:: Available data ::
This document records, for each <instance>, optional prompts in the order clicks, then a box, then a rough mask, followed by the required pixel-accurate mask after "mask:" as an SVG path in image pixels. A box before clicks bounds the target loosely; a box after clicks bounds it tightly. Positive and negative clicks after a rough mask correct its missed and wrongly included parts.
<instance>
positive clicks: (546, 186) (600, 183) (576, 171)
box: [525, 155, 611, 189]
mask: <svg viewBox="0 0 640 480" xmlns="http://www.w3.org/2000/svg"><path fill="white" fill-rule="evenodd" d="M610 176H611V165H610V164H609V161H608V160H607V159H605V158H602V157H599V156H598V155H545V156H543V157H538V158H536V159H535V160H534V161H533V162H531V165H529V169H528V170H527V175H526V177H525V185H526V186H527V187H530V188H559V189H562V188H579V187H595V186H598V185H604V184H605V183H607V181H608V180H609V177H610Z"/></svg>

:: Exercise brief ::
Transcribe every record above exactly as it appears.

:: Result of this exercise ::
This document records, for each <instance>, optional prompts in the order clicks, then a box, then a rough mask, followed by the required pixel-accurate mask after "mask:" as an SVG path in image pixels. A box before clicks bounds the target loosely; a box after clicks bounds it tightly. Positive and negative clicks after a rough mask correct its missed and wrongly included parts.
<instance>
positive clicks: (546, 186) (600, 183) (576, 171)
box: [525, 155, 611, 189]
mask: <svg viewBox="0 0 640 480" xmlns="http://www.w3.org/2000/svg"><path fill="white" fill-rule="evenodd" d="M610 176H611V165H610V164H609V161H608V160H607V159H605V158H602V157H599V156H598V155H545V156H543V157H538V158H536V159H535V160H534V161H533V162H531V165H529V169H528V170H527V175H526V177H525V185H526V186H527V187H530V188H559V189H562V188H579V187H595V186H598V185H604V184H605V183H607V181H608V180H609V177H610Z"/></svg>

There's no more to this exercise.